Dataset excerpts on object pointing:
──────────

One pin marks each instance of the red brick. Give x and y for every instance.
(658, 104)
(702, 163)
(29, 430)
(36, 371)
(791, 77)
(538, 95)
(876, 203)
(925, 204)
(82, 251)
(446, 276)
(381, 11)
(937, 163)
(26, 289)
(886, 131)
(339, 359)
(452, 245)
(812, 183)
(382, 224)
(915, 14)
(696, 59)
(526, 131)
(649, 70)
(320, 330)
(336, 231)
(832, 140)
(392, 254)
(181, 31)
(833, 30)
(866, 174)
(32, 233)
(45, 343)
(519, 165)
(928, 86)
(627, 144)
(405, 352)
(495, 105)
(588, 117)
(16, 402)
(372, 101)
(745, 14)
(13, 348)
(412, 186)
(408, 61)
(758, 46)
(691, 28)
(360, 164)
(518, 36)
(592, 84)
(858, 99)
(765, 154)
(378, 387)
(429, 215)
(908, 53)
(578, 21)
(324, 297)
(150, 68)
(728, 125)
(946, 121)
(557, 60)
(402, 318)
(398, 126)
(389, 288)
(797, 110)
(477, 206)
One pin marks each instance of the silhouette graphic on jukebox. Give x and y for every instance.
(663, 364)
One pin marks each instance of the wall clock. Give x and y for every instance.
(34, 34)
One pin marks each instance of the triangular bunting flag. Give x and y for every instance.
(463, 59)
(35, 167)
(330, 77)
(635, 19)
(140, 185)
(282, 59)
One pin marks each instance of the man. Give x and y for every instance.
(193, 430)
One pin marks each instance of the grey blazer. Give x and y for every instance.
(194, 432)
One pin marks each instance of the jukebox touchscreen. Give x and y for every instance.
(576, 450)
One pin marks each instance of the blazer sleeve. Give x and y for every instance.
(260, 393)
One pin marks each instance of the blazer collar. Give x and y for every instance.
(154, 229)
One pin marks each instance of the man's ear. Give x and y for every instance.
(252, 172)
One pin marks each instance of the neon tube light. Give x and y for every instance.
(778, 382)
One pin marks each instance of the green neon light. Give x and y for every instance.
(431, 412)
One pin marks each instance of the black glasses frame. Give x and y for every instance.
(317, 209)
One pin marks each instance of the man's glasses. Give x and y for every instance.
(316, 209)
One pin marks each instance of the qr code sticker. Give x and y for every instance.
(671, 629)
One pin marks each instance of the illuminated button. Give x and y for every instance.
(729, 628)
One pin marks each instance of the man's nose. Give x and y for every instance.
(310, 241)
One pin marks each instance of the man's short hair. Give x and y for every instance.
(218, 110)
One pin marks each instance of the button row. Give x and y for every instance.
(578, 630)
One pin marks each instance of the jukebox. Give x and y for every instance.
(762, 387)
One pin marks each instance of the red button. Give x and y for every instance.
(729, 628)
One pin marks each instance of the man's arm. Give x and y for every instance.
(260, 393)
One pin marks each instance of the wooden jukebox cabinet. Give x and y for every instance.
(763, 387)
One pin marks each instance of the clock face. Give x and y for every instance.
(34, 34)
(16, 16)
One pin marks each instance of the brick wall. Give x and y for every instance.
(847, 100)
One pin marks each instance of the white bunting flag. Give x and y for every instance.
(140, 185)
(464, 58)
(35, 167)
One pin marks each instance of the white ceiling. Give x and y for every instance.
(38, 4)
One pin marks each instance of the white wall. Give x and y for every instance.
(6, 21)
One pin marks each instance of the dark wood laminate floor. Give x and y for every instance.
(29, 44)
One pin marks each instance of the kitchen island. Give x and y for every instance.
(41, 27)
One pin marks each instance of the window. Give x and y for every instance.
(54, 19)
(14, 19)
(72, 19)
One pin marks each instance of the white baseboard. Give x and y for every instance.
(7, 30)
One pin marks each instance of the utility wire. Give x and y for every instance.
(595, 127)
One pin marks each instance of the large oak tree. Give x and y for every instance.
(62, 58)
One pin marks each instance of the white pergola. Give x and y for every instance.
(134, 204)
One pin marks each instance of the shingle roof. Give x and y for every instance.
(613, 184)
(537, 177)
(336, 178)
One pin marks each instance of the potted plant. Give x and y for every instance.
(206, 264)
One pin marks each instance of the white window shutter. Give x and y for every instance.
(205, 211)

──────────

▸ **Direction**:
Please rewrite the listing above, changing "instance" to "occurrence" everywhere and keeping everything else the same.

▸ **The completed task**:
One pin marks each occurrence of the red brick. Give x and y for every occurrence.
(658, 104)
(702, 163)
(29, 430)
(36, 371)
(791, 77)
(538, 95)
(876, 203)
(925, 204)
(82, 251)
(446, 276)
(381, 11)
(937, 163)
(26, 289)
(886, 131)
(339, 359)
(452, 245)
(812, 183)
(382, 224)
(915, 14)
(696, 59)
(526, 131)
(649, 70)
(320, 330)
(336, 231)
(832, 140)
(392, 254)
(181, 31)
(833, 30)
(866, 174)
(32, 233)
(45, 343)
(519, 165)
(928, 86)
(627, 144)
(405, 352)
(495, 105)
(588, 117)
(16, 402)
(372, 101)
(745, 14)
(13, 348)
(412, 186)
(408, 61)
(758, 46)
(691, 28)
(360, 164)
(518, 36)
(592, 84)
(858, 99)
(765, 154)
(378, 387)
(429, 215)
(908, 53)
(578, 21)
(324, 297)
(150, 68)
(728, 125)
(946, 121)
(557, 60)
(402, 318)
(398, 126)
(389, 288)
(797, 110)
(477, 206)
One pin marks each occurrence of the silhouette graphic on jukebox. Give x and y for every occurrence.
(663, 364)
One pin marks each occurrence of the wall clock. Give x and y for every occurrence.
(34, 34)
One pin marks each occurrence of the triangular bunting flag. Give x and y for every occurrence.
(463, 59)
(35, 167)
(330, 77)
(635, 19)
(140, 185)
(282, 59)
One pin marks each occurrence of the man. Give x and y for every occurrence.
(193, 430)
One pin marks each occurrence of the grey blazer. Give x and y for every occurrence.
(194, 432)
One pin marks each occurrence of the jukebox touchscreen. Give x and y for every occurrence.
(576, 450)
One pin marks each occurrence of the blazer sleeve. Give x and y for every occurrence.
(260, 393)
One pin marks each occurrence of the blazer collar. Give x and y for every occurrence.
(154, 229)
One pin marks each occurrence of the man's ear. Give x and y for every occurrence.
(252, 172)
One pin marks each occurrence of the neon tube light. Give x and y for every occurrence.
(778, 382)
One pin marks each occurrence of the green neon light. Give x and y for every occurrence.
(431, 412)
One pin marks each occurrence of the black glasses frame. Give x and y for every occurrence.
(317, 209)
One pin marks each occurrence of the man's glasses. Give x and y for every occurrence.
(316, 209)
One pin marks each occurrence of the qr code sticker. Give x and y for every occurrence.
(671, 629)
One pin marks each occurrence of the illuminated button. Give x and y for every occurrence.
(729, 628)
One pin marks each occurrence of the man's nose. Give x and y for every occurrence.
(310, 241)
One pin marks each occurrence of the man's short hair. Give x and y for every occurrence.
(218, 110)
One pin marks each occurrence of the button row. Give x and y for every occurrence.
(578, 630)
One pin marks each occurrence of the jukebox. Give x and y for every occurrence.
(762, 387)
One pin marks each occurrence of the red button. Give x and y for every occurrence.
(729, 628)
One pin marks each occurrence of the man's arm. Give x and y for every occurrence.
(260, 393)
One pin marks each occurrence of the wooden jukebox cabinet. Give x and y for every occurrence.
(763, 387)
One pin marks each occurrence of the clock face. Give x and y for every occurrence.
(34, 34)
(16, 16)
One pin marks each occurrence of the brick wall. Give x and y for every occurrence.
(847, 100)
One pin marks each occurrence of the white bunting flag. Give x and y for every occurrence.
(140, 185)
(464, 58)
(35, 167)
One pin marks each occurrence of the white ceiling. Give x and y for every occurrence.
(38, 4)
One pin marks each occurrence of the white wall. Give x and y for every occurrence.
(6, 21)
One pin marks each occurrence of the dark wood laminate floor. Give x and y for every occurrence.
(29, 44)
One pin marks each occurrence of the kitchen island. Give x and y for every occurrence.
(41, 27)
One pin marks each occurrence of the window. Give x and y for every occurrence.
(54, 19)
(14, 19)
(72, 19)
One pin marks each occurrence of the white baseboard. Give x and y for every occurrence.
(7, 30)
One pin marks each occurrence of the utility wire. Give x and y for every occurrence.
(595, 127)
One pin marks each occurrence of the large oak tree. Give x and y for every occurrence.
(62, 58)
One pin marks each occurrence of the white pergola. Give x and y for every occurrence.
(134, 204)
One pin marks each occurrence of the shingle roof. Give x and y for every occurrence.
(613, 184)
(537, 177)
(336, 178)
One pin marks each occurrence of the potted plant. Give x and y for every occurrence.
(206, 264)
One pin marks each occurrence of the white window shutter. Give x and y for every occurrence.
(205, 211)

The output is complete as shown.